Data items
◆ ◆ ◆ ◆ ◆ ◆ ◆
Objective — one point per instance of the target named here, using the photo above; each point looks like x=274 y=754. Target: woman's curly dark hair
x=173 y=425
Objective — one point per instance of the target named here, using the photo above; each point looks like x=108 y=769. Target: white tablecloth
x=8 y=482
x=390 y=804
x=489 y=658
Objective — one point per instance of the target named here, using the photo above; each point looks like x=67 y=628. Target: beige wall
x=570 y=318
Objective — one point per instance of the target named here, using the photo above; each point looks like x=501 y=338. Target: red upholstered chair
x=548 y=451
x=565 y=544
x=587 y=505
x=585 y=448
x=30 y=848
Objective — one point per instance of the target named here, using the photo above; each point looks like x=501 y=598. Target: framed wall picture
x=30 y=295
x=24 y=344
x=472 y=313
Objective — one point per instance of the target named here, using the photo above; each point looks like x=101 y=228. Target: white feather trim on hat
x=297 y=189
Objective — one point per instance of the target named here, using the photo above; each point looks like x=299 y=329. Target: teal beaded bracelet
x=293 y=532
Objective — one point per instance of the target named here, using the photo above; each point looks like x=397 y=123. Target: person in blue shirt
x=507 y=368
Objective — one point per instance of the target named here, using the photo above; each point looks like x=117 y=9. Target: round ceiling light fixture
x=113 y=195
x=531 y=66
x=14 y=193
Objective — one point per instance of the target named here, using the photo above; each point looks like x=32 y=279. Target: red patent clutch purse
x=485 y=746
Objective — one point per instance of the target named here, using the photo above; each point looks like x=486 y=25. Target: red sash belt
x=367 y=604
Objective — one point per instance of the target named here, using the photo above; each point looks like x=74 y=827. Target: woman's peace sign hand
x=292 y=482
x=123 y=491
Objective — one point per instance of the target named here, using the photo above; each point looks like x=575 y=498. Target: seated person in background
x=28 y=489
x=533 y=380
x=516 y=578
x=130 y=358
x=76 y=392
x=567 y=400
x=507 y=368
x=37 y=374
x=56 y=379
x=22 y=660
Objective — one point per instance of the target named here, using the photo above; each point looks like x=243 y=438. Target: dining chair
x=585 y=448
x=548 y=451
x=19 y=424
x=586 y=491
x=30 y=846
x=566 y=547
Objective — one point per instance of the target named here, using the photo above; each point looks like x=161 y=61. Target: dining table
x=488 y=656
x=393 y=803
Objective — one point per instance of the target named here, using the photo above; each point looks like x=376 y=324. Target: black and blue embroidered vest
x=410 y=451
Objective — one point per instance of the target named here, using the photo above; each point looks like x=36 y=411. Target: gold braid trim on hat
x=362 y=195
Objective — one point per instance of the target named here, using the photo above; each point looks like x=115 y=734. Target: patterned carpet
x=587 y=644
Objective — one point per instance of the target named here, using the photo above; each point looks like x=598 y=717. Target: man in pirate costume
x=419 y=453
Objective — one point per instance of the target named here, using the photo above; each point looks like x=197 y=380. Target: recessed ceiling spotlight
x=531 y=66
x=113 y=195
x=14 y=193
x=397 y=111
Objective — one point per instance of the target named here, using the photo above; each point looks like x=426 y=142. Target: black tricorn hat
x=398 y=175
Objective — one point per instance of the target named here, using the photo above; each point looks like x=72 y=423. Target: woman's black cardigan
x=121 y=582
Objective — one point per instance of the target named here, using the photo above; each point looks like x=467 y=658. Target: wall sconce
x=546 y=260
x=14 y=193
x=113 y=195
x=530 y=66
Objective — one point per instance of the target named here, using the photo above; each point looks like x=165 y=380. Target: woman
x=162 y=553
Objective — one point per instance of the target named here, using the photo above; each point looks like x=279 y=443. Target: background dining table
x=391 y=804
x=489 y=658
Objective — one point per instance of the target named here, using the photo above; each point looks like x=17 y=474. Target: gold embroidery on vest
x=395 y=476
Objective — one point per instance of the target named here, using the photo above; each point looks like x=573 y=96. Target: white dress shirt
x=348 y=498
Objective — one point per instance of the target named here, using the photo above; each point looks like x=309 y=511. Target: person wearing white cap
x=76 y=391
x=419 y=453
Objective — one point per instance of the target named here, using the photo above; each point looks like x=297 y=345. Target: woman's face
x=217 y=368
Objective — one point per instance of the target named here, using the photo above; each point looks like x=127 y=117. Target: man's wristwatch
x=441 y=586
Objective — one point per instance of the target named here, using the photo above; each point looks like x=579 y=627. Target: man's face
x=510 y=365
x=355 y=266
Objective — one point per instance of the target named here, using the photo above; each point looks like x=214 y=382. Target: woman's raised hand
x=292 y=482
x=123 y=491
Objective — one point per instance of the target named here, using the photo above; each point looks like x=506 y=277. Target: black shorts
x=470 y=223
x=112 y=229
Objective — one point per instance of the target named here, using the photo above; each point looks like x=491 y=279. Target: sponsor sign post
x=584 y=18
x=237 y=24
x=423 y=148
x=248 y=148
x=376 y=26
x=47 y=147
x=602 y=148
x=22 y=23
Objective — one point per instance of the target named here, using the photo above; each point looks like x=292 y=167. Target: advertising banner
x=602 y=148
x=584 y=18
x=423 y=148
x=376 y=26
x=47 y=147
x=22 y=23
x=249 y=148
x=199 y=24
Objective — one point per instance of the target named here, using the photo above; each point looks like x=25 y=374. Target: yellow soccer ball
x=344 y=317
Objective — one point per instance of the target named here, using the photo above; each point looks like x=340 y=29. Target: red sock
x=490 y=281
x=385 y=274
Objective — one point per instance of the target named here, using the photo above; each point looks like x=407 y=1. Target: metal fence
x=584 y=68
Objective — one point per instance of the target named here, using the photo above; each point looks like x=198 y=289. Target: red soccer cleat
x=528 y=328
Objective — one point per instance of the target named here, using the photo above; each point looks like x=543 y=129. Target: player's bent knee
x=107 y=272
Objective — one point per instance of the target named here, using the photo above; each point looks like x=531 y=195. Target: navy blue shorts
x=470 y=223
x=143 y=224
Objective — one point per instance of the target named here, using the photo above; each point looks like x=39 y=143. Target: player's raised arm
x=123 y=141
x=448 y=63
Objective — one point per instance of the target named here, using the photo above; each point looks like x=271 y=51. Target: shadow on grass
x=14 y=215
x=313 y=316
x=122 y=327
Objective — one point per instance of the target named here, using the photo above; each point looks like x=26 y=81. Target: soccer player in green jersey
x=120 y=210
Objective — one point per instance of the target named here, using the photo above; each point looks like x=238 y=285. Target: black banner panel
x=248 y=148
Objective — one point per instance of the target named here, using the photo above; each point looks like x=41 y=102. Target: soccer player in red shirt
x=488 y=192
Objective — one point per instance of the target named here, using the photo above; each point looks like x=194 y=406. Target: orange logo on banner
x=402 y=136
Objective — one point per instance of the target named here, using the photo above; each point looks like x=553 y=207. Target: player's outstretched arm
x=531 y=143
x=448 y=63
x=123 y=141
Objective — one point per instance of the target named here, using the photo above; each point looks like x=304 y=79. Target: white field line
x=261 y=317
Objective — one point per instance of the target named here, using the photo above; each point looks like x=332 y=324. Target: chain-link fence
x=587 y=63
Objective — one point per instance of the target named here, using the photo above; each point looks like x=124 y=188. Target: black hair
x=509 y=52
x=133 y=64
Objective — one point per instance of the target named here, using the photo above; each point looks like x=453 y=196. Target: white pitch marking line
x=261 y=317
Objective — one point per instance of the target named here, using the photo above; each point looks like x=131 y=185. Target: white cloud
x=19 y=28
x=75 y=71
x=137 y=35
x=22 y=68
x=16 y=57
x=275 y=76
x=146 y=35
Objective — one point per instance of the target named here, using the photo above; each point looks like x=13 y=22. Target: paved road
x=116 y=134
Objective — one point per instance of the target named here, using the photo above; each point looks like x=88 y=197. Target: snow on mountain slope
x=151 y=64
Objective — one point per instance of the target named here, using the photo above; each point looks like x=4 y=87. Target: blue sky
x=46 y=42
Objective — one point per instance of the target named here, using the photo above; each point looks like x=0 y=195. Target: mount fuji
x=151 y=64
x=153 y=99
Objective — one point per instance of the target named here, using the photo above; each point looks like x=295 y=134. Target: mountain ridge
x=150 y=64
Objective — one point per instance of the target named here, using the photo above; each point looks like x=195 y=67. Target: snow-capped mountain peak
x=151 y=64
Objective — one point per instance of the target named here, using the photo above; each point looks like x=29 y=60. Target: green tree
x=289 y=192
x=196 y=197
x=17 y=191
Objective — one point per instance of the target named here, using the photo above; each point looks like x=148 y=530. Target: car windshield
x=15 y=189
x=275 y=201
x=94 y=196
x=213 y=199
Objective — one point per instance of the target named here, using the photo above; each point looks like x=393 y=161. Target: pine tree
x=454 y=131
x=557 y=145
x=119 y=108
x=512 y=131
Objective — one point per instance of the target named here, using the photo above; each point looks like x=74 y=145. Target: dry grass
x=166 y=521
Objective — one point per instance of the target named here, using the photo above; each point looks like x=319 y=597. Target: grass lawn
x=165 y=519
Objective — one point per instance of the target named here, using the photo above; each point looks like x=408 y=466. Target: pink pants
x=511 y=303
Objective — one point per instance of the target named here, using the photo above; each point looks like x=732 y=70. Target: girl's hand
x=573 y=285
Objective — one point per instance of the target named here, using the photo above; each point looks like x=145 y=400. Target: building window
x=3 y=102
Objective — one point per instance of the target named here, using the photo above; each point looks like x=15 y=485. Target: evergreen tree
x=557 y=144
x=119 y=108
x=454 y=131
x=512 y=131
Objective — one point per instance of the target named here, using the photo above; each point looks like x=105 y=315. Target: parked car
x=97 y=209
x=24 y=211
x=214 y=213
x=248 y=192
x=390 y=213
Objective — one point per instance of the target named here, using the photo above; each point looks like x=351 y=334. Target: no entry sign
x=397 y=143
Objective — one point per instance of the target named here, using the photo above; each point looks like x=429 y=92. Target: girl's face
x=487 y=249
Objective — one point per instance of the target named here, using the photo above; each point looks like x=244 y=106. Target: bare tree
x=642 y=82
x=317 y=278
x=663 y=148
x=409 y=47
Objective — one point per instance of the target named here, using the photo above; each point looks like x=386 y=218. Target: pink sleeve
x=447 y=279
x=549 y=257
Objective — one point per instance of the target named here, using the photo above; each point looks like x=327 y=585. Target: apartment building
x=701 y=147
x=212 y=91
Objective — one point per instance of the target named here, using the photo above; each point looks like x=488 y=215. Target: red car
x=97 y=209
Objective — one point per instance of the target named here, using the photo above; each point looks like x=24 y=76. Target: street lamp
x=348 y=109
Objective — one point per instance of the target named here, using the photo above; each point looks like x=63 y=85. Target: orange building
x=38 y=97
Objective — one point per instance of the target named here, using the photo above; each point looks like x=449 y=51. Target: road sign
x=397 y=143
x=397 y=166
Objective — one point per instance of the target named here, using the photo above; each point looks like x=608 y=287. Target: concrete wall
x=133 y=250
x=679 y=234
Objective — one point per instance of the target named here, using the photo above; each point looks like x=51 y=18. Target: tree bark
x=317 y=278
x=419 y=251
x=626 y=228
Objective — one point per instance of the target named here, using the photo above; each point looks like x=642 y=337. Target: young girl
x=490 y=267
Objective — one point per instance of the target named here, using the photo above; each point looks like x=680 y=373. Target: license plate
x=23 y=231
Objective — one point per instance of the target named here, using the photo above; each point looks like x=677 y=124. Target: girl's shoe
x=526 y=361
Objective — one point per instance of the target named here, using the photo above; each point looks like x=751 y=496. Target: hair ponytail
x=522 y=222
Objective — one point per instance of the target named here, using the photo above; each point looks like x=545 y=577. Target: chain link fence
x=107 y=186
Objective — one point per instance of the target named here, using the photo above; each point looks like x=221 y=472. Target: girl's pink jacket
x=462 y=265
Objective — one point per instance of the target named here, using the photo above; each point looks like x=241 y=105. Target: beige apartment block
◆ ◆ ◆ ◆ ◆ ◆ ◆
• PROBLEM STATEMENT: Recast the lines of the records as a Markdown table with the columns "Row" and "Line", starting at the line that contains "girl's pink jacket" and ending at the end of the records. Leave out blank lines.

• FINISHED EXERCISE:
| Row | Line |
|---|---|
| 1 | Objective — one point per instance of the target named here, using the photo above; each point looks like x=221 y=472. Target: girl's pink jacket |
| 2 | x=462 y=265 |
| 3 | Objective — one point per instance of the target named here, using the photo above; each point looks like x=241 y=105. Target: beige apartment block |